Exercise requirements
#1 In the letter to Khylee, what form does the writer say her anxiety was hidden in for years?
#2 Resume the letter to Khylee after its final paragraph, which ends "before I needed to be wrung out to start again."

Text
Dear Khylee…
There are so many things I want to tell you about life. The battle of parenting is when. When are the stories of pain, disarray, and growth as a girl evolving into a woman appropriate for you to learn? How should I go about it? Should I just launch into a full-blown tell all of all the mistakes I’ve made that you should learn from? Or do I give you freedom, to make your own choices and learn however you need to? I’m conflicted. So as I sit here, I want to share the highlights and lowlights of people, of things, of lessons. Take them as you will and ask me anything. You’re my baby girl and no matter where you go or who influences that, it won’t change.
Love.
Love is hard.
Love is complicated.
Love shouldn’t be painful, but for years for me it was.
I’ve been abused physically. Slammed against the wall for having a friend to talk to when I was told to be in isolation, to wait for him to save me. Mentally, been told that I won’t ever find someone better and I need to accept that. Left to hide in the small space listening to the screaming and yelling beneath me. Manipulated to the point where I questioned my self worth and felt the need to rebel against everyone and everything, only to be told I was a bad mom for it, for protecting you the only way I knew how.
Anxiety.
Anxiety is a push.
Anxiety is juggling.
Anxiety feels like hold the entire world on your shoulders because you have to.
I hid my anxiety for years in the form of busy. It felt like I had to do everything, and I had to do it perfectly. Perfectly so you would never look at me as a mom who didn’t do enough, who wasn’t a role model. I wanted to be everything to you, but the pain of what I had gone through and was going through I internalized. A sponge soaking up the discontent that surrounded me as a way to disinfect the wounds that would cover you internally. As I cleaned, I refused to realize that I could only hold so much, before I needed to be wrung out to start again.

Extracted data
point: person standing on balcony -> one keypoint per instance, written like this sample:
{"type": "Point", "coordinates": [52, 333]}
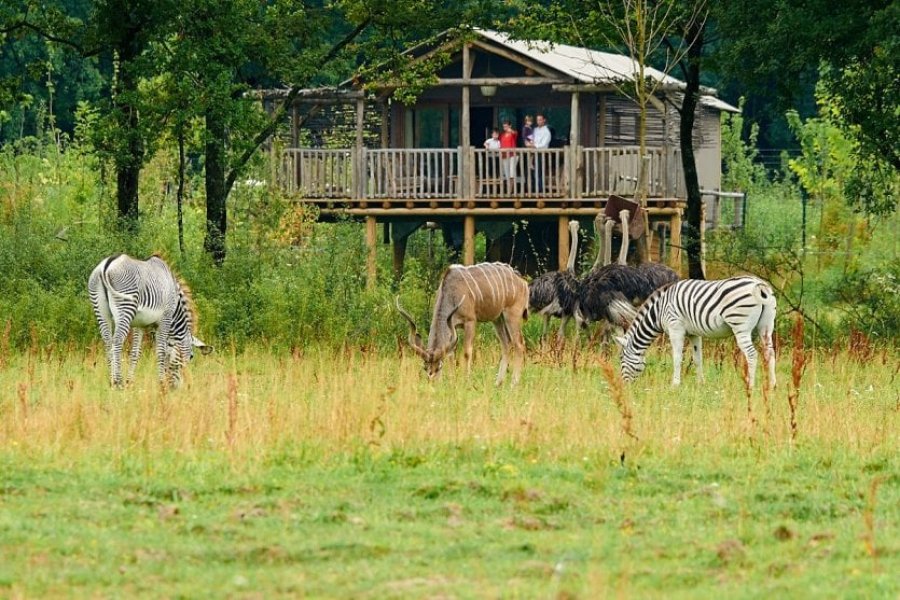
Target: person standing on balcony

...

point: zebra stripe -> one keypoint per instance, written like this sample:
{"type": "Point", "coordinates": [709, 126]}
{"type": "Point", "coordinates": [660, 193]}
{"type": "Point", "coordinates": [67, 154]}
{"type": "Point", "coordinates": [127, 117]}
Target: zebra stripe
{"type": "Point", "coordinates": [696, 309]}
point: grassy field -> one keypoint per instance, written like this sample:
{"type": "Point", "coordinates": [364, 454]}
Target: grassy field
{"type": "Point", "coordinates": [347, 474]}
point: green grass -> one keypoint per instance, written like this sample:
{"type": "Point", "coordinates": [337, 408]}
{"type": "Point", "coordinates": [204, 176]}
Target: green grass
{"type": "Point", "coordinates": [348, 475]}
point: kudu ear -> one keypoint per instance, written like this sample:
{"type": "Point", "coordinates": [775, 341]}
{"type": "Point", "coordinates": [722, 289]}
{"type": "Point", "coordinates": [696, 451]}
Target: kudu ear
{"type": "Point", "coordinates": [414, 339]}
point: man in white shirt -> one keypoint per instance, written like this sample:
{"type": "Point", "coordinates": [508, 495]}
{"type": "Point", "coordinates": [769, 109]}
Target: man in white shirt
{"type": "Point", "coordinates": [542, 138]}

Task responses
#1 The form of busy.

#2
Depression
Depression is a black hole.
Depression is a black hole with no bottom.
Depression feels like your falling and there is no one with the capacity of catching you.
Inside I let myself get sad. I wake up every day and put a smile on my face in order to go out into the world appearing confident never letting them see me fall. You saw me those days. Those days when I was so sick that all I wanted to do was sleep. Those moments when mom didn't seem right, but I got back up and put on my happy smile and kept going, burying it deeper and deeper. Then I looked in your face. I saw the pain of a new situation that you weren’t ready to handle and I thought… I can't do this to her. I can’t let her not learn to cope with it. So we got you some help. Through that…. I realized that I needed some help too.
In the end, life throws you curveballs. Things don’t pan out like they are supposed to and all the other cliches. In all this sadness I found my light.
You are the beacon.
The influence that pulled me out of the darkness.
I wasn’t supposed to have any children, but bright-eyed at 7lbs. 7 oz. you came into the world.
Ever since you’ve been my everything.
Oh and on love. I’ve kissed some frogs. Some poisonous ones, but we found a prince who makes one fantastic stepdad. For him I am grateful and although he isn’t the dad who brought you into this world, he is the dad you needed and the husband I did. It’s not about being the damsel waiting for someone to save you, it’s about picking up a sword and continuing the fight.
We’ve made it through so much KED. Divorce, making some lifelong friendships, moving, mommy getting remarried, therapy, seizures, pacemakers in bladders, so Much. I can’t summarize it, but the quote that we read every day, hanging in our doorway sums it up.
“We are all broken, but that’s how the light gets in.”